Once the membrane potential peaks at +30 mV, the sodium channels close, and voltage-gated potassium channels open. This transition marks the beginning of repolarization, during which potassium ions (K⁺) exit the cell, causing the membrane potential to decrease and return towards the resting state.

However, the repolarization process often overshoots, resulting in hyperpolarization. During this phase, the sodium channels remain closed, while the potassium channels are in the process of closing. This gradual closure of potassium channels can lead to a temporary state where the membrane potential dips below the resting level, typically around -80 mV.

Eventually, all voltage-gated channels close, restoring the neuron to its resting state, where both sodium and potassium channels are again closed. This cycle of depolarization, repolarization, and hyperpolarization is fundamental to the propagation of action potentials along neurons, enabling effective communication within the nervous system.

Problem

Casey is taking a new medication that blocks potassium channels. What stage of an action potential would be MOST affected by this drug?

The depolarization phase.

Reaching threshold.

The repolarization phase.

Problem

When an action potential is at its peak, the electrical gradient forces potassium ____________.

→ TASK LIST
**a.** Write out the action potential text from "However, the repolarization" to "The depolarization phase.", inclusive.
**b.** According to the action potential text, to about what level does the membrane potential dip during hyperpolarization?

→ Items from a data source
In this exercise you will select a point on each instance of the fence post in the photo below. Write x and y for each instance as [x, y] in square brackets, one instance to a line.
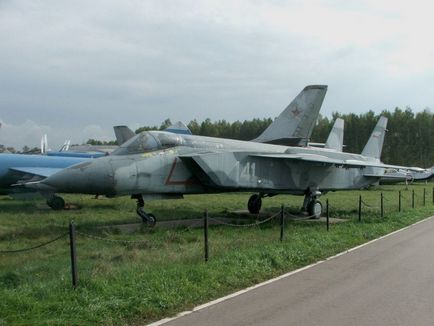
[360, 208]
[282, 223]
[424, 194]
[399, 201]
[412, 199]
[205, 233]
[382, 204]
[73, 253]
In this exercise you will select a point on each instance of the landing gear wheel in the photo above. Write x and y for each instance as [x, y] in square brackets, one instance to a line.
[149, 219]
[254, 204]
[56, 203]
[314, 209]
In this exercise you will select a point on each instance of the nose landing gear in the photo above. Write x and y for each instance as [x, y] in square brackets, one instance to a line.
[147, 218]
[56, 202]
[311, 204]
[254, 204]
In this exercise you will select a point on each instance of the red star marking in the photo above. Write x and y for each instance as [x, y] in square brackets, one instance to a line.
[296, 112]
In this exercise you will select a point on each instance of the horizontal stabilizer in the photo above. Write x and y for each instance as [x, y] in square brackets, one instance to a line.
[179, 128]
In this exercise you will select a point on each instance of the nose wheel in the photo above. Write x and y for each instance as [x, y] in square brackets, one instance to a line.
[311, 204]
[147, 218]
[254, 204]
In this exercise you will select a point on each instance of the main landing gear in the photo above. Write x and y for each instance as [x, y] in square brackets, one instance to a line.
[147, 218]
[311, 204]
[56, 202]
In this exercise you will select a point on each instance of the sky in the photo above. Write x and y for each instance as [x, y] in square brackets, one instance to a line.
[74, 69]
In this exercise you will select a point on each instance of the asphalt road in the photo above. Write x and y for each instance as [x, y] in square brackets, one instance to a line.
[387, 282]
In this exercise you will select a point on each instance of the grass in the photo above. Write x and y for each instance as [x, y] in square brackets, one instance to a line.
[164, 272]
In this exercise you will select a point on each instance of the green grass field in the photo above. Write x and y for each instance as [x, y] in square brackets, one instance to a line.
[164, 272]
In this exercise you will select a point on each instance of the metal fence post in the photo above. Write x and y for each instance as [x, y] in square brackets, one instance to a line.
[424, 194]
[360, 208]
[282, 223]
[205, 233]
[73, 253]
[382, 205]
[399, 201]
[412, 199]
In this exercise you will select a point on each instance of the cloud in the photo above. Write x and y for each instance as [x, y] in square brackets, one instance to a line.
[29, 133]
[68, 65]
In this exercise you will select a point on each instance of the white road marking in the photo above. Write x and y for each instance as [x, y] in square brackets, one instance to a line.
[230, 296]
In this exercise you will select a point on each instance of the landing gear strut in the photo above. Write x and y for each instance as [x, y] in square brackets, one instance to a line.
[254, 204]
[311, 204]
[146, 217]
[56, 202]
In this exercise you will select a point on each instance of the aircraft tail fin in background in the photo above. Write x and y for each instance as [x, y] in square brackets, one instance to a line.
[65, 146]
[295, 124]
[123, 133]
[179, 128]
[374, 145]
[44, 144]
[335, 139]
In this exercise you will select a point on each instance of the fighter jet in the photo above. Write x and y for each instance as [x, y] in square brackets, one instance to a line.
[18, 169]
[165, 165]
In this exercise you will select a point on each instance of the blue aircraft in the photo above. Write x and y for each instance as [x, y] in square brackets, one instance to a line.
[21, 168]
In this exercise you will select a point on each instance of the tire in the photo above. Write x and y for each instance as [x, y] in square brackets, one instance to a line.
[314, 209]
[254, 204]
[149, 219]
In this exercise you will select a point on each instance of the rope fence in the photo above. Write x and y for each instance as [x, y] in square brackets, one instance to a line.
[34, 247]
[282, 214]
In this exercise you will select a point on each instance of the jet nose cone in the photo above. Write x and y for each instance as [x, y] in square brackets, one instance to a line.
[90, 177]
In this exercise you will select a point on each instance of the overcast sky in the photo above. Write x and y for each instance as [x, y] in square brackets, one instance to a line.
[73, 69]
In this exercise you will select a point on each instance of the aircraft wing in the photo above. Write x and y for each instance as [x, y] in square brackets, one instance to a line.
[235, 169]
[36, 171]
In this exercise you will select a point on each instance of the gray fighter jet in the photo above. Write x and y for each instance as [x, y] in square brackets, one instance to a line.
[165, 165]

→ ANSWERS TO THE TASKS
**a.**
However, the repolarization process often overshoots, resulting in hyperpolarization. During this phase, the sodium channels remain closed, while the potassium channels are in the process of closing. This gradual closure of potassium channels can lead to a temporary state where the membrane potential dips below the resting level, typically around -80 mV.

Eventually, all voltage-gated channels close, restoring the neuron to its resting state, where both sodium and potassium channels are again closed. This cycle of depolarization, repolarization, and hyperpolarization is fundamental to the propagation of action potentials along neurons, enabling effective communication within the nervous system.

Problem

Casey is taking a new medication that blocks potassium channels. What stage of an action potential would be MOST affected by this drug?

The depolarization phase.

**b.** Typically around -80 mV.